__Source text__.
━━━━━━━━━━
Covid-19

Near term worse, long term better at Marriott

Marriott International CEO Arne Sorenson said that, since the group’s third-quarter earnings, the near-term had got worse in terms of the spread of the pandemic, but news of a vaccine had meant that the medium and long term looked better.

The CEO described Europe as “among the weakest big markets in the world”, as the virus numbers increased and governments were more inclined to re-impose restrictions.

Speaking to the Morgan Stanley virtual global consumer & retail conference, Sorenson said: “We can sit here and say with a greater level of confidence than a month or two ago that sometime in 2021, we should see a shift towards the environment in which the virus is receding into the rear view mirror.”

The CEO said that, as the business moved away from the pandemic, it expected to keep some technology traits, commenting: “We’re not a tech company…but we’ve got a loyalty programme and a dotcom site and an app where we are probably one of the top 10 globally in terms of the dollars of volume we do through our site.

“There are aspects of this reliance on technology, which will remain good for us in the years ahead. I think digital check-in will be something that gets accelerated because of the pandemic that we’ve been through.”

Looking at current trading, Sorenson described China as “the brightest, big market in the world”, with the business nearing 2019 levels. He said: “One of the reasons for that is that prior outbound business from China has stayed in China. You’ve got an economy which is performing better compared to the rest of the world relative to 2019, but you’ve also got stay-at-home demand. It is a positive sign about what the rest of the world can look like when the virus gets more under control.”
━━━━━━━━━━
__Given data__.

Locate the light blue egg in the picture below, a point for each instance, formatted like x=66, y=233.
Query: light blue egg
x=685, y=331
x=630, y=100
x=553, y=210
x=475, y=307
━━━━━━━━━━
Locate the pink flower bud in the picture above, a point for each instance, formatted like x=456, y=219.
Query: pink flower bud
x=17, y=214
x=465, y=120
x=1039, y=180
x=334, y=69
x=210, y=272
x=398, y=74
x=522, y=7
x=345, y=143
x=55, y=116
━━━━━━━━━━
__Task requirements__.
[A] Can you quote the part of the Marriott article that opens with the words containing "Speaking to the" and closes with "through our site."?
[B] In one to three sentences, why does the Marriott article say the company's business in China is nearing 2019 levels?
Use only the Marriott article, not the data.

__Solutions per task__.
[A]
Speaking to the Morgan Stanley virtual global consumer & retail conference, Sorenson said: “We can sit here and say with a greater level of confidence than a month or two ago that sometime in 2021, we should see a shift towards the environment in which the virus is receding into the rear view mirror.”

The CEO said that, as the business moved away from the pandemic, it expected to keep some technology traits, commenting: “We’re not a tech company…but we’ve got a loyalty programme and a dotcom site and an app where we are probably one of the top 10 globally in terms of the dollars of volume we do through our site.

[B] Business that used to travel out of China has stayed in China. China's economy is also performing better than the rest of the world relative to 2019, and there is stay-at-home demand.